Written tasks —
A - In the blog post below, what is the name of the co-curricular group that the writer coordinates?
B - Decide whether each statement agrees with the blog post below, answering yes or no and quoting the words from the post that settle it: (i) The writer founded the group. (ii) The group's title has since been changed. (iii) The writer has written a blog post about the group before.
C - Extract word for word the part of the blog post below that opens with the words containing "Just when you" and closes with "they get it.".

Supplied passage —
* begin *

Tag Archives: feedback

The wall has ears. When your students get it and start talking from the heart.

Just when you think you’ve been talking to the wall, you realise unexpectedly that some of your students have been listening when they suddenly start speaking from the heart to their peers and you realise that they get it.

I coordinate the co-curricular group, Competition Writing. I’ve blogged before about this group I inherited along with the title that didn’t sit right for me from the outset. Three and a half years later and the title remains but the philosophy of the group is changing before my eyes. I’ve been talking to my students about the passion for writing and learning community which is what I hope will become the focus of the group despite the title, but talking at students and becoming as a group are two different things.

* end *

[Labeled region records]
* begin *

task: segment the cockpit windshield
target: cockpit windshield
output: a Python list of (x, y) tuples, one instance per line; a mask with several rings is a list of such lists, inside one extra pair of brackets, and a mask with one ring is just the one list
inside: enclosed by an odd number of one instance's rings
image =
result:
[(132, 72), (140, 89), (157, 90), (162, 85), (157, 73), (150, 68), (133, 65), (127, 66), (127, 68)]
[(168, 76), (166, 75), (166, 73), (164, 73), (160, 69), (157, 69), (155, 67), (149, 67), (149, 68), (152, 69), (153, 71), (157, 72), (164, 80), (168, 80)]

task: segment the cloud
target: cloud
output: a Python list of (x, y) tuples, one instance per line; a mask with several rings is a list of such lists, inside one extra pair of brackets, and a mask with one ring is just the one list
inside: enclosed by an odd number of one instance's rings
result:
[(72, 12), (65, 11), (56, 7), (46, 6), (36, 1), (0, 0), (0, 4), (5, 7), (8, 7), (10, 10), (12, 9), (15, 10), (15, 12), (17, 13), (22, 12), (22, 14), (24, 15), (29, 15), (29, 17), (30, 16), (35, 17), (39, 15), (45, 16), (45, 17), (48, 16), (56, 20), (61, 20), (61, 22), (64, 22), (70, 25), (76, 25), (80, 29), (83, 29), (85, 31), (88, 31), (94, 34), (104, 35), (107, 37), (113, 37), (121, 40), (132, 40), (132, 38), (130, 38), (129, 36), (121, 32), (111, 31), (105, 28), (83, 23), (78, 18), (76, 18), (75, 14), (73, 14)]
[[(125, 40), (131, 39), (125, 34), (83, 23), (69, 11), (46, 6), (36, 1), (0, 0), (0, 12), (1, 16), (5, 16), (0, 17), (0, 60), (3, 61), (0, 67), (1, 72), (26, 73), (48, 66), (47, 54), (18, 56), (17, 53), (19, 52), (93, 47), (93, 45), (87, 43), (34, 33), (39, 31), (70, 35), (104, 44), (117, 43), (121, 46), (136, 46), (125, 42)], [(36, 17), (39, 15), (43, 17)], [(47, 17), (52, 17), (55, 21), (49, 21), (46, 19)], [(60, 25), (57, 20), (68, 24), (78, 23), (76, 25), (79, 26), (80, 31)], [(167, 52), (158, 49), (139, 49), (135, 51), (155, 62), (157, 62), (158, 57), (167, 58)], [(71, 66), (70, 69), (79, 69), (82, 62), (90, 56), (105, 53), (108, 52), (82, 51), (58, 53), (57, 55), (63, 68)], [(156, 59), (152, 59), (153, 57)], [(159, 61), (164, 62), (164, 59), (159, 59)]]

* end *

Answers to each task —
A - Competition Writing

B -
(i) No: "this group I inherited along with the title"
(ii) No: "Three and a half years later and the title remains"
(iii) Yes: "I’ve blogged before about this group"

C -
Just when you think you’ve been talking to the wall, you realise unexpectedly that some of your students have been listening when they suddenly start speaking from the heart to their peers and you realise that they get it.